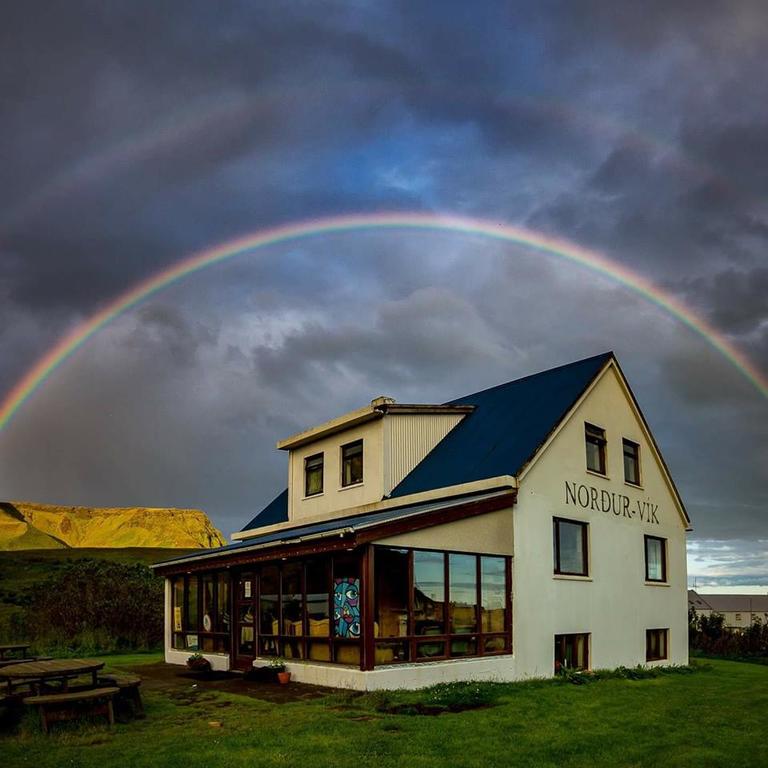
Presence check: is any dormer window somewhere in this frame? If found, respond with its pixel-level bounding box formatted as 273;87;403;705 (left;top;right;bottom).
341;440;363;488
304;453;323;496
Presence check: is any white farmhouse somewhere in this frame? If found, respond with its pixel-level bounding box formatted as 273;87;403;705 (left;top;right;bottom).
155;353;690;690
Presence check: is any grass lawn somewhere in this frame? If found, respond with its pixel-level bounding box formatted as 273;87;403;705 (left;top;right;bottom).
0;547;190;642
0;655;768;768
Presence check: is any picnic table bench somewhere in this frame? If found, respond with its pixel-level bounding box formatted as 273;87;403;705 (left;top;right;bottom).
24;687;120;733
99;675;145;718
0;643;32;663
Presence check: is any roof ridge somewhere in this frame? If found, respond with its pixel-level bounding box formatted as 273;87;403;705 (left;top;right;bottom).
443;349;616;405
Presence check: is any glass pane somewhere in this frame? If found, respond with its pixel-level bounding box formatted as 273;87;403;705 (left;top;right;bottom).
214;573;229;632
333;576;360;638
624;441;640;485
555;635;589;671
645;539;664;581
173;576;184;632
259;565;280;635
416;642;445;659
333;557;361;640
304;454;323;496
555;520;587;574
374;641;408;666
281;637;304;659
480;557;507;632
281;563;304;636
187;576;197;630
239;574;256;600
374;547;408;637
306;560;330;632
201;573;216;632
259;637;280;656
451;637;477;656
587;438;603;474
341;440;363;485
448;555;477;632
413;551;445;635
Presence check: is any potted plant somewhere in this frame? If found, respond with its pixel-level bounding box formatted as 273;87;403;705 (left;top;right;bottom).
187;653;211;672
269;656;291;685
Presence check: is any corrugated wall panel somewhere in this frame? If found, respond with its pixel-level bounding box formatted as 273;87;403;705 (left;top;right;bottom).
384;413;463;495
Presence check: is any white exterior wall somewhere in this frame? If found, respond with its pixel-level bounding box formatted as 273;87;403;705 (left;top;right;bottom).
513;368;688;677
384;413;464;496
264;656;517;691
160;366;688;690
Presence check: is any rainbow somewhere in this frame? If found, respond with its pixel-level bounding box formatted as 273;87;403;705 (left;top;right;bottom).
0;212;768;430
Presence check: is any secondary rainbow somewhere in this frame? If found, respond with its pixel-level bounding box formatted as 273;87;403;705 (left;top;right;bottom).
0;212;768;430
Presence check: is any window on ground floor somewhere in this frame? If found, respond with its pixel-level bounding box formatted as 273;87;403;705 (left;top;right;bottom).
171;546;512;667
555;633;589;673
171;572;231;653
374;546;512;665
645;629;669;661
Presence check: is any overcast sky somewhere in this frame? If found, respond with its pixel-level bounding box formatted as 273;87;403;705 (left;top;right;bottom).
0;0;768;584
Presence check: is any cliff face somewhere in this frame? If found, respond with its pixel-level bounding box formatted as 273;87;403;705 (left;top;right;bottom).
0;501;226;549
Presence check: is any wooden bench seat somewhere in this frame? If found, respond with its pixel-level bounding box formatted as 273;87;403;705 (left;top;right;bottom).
24;687;120;733
99;674;145;718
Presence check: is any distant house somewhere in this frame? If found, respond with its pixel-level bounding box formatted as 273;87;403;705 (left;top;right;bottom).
688;589;768;629
155;353;689;690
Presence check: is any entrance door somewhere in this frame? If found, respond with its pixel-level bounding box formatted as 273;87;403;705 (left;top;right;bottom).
232;571;258;670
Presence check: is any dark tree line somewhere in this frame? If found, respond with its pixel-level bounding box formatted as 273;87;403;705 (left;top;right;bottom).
17;560;163;651
688;607;768;657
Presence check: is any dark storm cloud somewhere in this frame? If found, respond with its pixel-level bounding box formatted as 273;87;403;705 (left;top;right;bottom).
0;0;768;574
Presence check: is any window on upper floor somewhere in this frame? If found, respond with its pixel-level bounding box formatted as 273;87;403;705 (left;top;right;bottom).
621;438;640;485
645;629;669;661
584;422;605;475
341;440;363;488
304;453;323;496
645;536;667;582
552;517;589;576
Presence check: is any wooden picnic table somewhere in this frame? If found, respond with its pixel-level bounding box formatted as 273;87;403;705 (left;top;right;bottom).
0;659;104;693
0;643;31;661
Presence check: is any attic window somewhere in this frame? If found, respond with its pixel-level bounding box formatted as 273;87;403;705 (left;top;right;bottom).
341;440;363;488
584;422;605;475
304;453;323;496
622;438;640;485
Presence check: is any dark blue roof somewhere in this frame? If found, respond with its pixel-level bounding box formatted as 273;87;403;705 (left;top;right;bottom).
390;352;613;496
240;488;288;531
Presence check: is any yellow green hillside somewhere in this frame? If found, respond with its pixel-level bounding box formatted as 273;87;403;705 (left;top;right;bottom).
0;501;226;550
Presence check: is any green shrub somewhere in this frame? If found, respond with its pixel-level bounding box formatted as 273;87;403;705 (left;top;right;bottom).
26;559;163;653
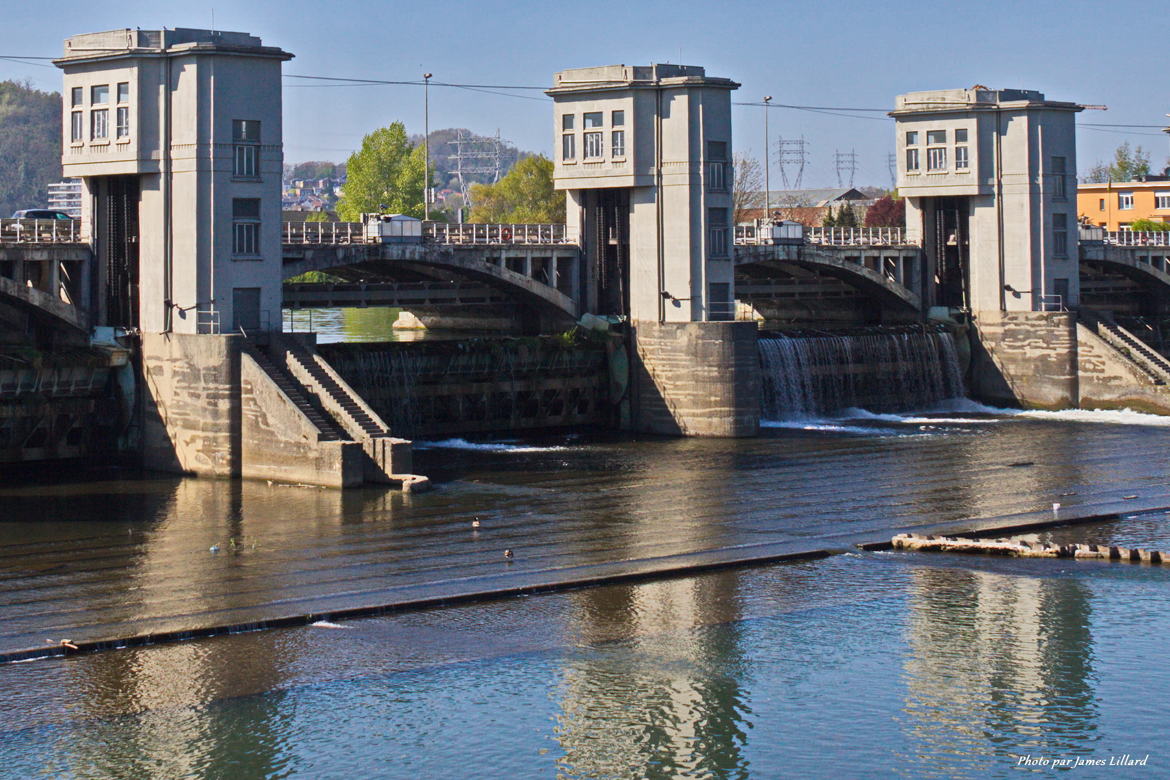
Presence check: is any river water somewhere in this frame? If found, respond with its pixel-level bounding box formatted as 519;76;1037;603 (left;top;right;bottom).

Exercise task: Rewrite the records as a Markdown table with a "Number" column and a "Content" column, starting at the line containing "Presence check: is any overcast" and ending at the line containing "240;488;288;531". Skip blank lines.

Response:
| Number | Content |
|---|---|
| 1 | Presence check: is any overcast sky somewhere in this frame? If found, respond with its pixel-level bounding box formatted as 273;87;403;705 (left;top;right;bottom). |
| 2 | 0;0;768;584 |
| 3 | Presence check: is any cliff face somewhere in this frame? If found, respond with its pixel-level bounding box formatted as 273;87;403;705 (left;top;right;bottom). |
| 4 | 0;501;226;549 |
| 5 | Presence check: is any wooden bench seat somewhere in this frame? If found, respond with its pixel-level bounding box formatted as 273;87;403;705 (left;top;right;bottom). |
| 6 | 24;687;120;733 |
| 7 | 99;674;145;718 |
| 8 | Presence check: is any distant house somewhere in this frame? If found, respond with its pixel-level bounding box formatted as 273;87;403;705 (left;top;right;bottom). |
| 9 | 688;589;768;629 |
| 10 | 155;353;689;690 |
| 11 | Presence check: is any entrance door somewhere in this frame? If found, respond with its pixel-level bounding box formatted as 273;87;403;705 (left;top;right;bottom). |
| 12 | 232;571;258;670 |
| 13 | Presence check: is any dark tree line somewhere in this frame? If found, respond with its pixel-level bounding box formatted as 273;87;403;705 (left;top;right;bottom). |
| 14 | 17;560;163;651 |
| 15 | 688;607;768;657 |
| 16 | Presence check: is any dark storm cloud somewhere in this frame? If found, respond with its pixel-level bounding box formatted as 273;87;403;705 (left;top;right;bottom). |
| 17 | 0;0;768;574 |
| 18 | Presence check: is any window on upper floor somewhere in this frame? If found, respond with its pixel-level bounding box formatted as 273;87;403;705 (left;top;right;bottom). |
| 19 | 621;438;640;485 |
| 20 | 645;629;669;661 |
| 21 | 584;422;605;475 |
| 22 | 341;440;363;488 |
| 23 | 304;453;323;496 |
| 24 | 645;536;667;582 |
| 25 | 552;517;589;576 |
| 26 | Presence check: is any wooden picnic table somewhere in this frame? If found, respond with its pixel-level bounding box formatted as 273;87;403;705 (left;top;right;bottom). |
| 27 | 0;659;104;693 |
| 28 | 0;643;31;661 |
| 29 | Presence check: is any attic window somewhere in this frame? If found, respond with its pixel-level bounding box formatted as 273;87;403;705 (left;top;right;bottom). |
| 30 | 341;440;363;488 |
| 31 | 584;422;605;475 |
| 32 | 304;453;323;496 |
| 33 | 622;438;640;485 |
| 34 | Presence check: is any dark blue roof somewhere in this frame? If found, respond with its pixel-level bounding box formatted as 273;87;403;705 (left;top;right;bottom). |
| 35 | 390;352;613;496 |
| 36 | 240;488;288;531 |